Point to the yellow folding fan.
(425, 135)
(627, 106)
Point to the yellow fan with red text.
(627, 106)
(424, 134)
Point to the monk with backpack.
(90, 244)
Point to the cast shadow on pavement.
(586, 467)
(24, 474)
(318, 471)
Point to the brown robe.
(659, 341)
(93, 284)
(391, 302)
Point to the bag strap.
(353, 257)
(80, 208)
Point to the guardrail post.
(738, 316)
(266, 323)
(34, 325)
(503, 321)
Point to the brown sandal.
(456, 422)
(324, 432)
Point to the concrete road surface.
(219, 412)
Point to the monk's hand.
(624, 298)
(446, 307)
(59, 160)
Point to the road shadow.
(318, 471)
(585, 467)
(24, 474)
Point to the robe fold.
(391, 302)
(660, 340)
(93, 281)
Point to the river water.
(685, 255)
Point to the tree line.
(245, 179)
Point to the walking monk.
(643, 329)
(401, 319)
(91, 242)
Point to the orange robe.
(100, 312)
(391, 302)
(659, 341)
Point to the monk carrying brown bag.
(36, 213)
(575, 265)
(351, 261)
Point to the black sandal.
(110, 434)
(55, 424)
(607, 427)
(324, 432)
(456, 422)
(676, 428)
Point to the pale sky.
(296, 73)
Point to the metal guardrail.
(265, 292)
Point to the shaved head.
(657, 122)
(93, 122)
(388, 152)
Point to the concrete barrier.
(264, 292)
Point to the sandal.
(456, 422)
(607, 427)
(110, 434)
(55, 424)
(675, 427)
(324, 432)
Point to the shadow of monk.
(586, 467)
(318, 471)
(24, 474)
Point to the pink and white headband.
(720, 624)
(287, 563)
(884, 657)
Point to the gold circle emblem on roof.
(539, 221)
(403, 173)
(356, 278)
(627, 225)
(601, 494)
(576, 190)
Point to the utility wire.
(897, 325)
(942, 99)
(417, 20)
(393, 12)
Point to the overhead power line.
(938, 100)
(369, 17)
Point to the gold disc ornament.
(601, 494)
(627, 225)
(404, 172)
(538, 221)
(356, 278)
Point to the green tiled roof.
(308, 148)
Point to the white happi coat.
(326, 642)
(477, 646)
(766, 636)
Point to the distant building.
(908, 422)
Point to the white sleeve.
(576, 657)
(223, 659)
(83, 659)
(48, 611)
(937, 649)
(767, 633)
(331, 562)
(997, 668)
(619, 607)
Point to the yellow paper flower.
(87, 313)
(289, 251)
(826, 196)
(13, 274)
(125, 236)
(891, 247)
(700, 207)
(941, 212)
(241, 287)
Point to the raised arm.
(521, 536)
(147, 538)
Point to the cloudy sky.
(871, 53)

▸ **What you have to do**: Copy out the material above, from the line with "Point to the sandal." through the last line, both included, with every line unchanged.

▸ **Problem solution**:
Point to the sandal.
(456, 422)
(607, 427)
(110, 434)
(55, 424)
(675, 427)
(324, 432)
Point to the shadow of monk.
(586, 467)
(318, 471)
(24, 474)
Point to the pink and white headband.
(720, 624)
(287, 563)
(884, 657)
Point to the gold circle emblem on roof.
(539, 221)
(403, 173)
(356, 278)
(627, 225)
(601, 494)
(576, 190)
Point to the utility wire.
(897, 325)
(942, 99)
(417, 20)
(393, 12)
Point to the overhead power line.
(938, 100)
(369, 17)
Point to the gold disc ornament.
(601, 494)
(627, 225)
(404, 172)
(538, 221)
(356, 278)
Point to the green tiled roof.
(308, 148)
Point to the white happi coat.
(326, 642)
(477, 646)
(766, 636)
Point to the distant building.
(908, 422)
Point to the white sleeve.
(576, 657)
(223, 659)
(83, 659)
(48, 611)
(937, 649)
(767, 633)
(331, 562)
(997, 668)
(619, 607)
Point to the yellow paper flower.
(87, 313)
(289, 251)
(826, 196)
(13, 274)
(125, 236)
(891, 247)
(700, 207)
(941, 212)
(241, 287)
Point to the raised arm.
(521, 536)
(147, 538)
Point to the cloudy sky.
(871, 53)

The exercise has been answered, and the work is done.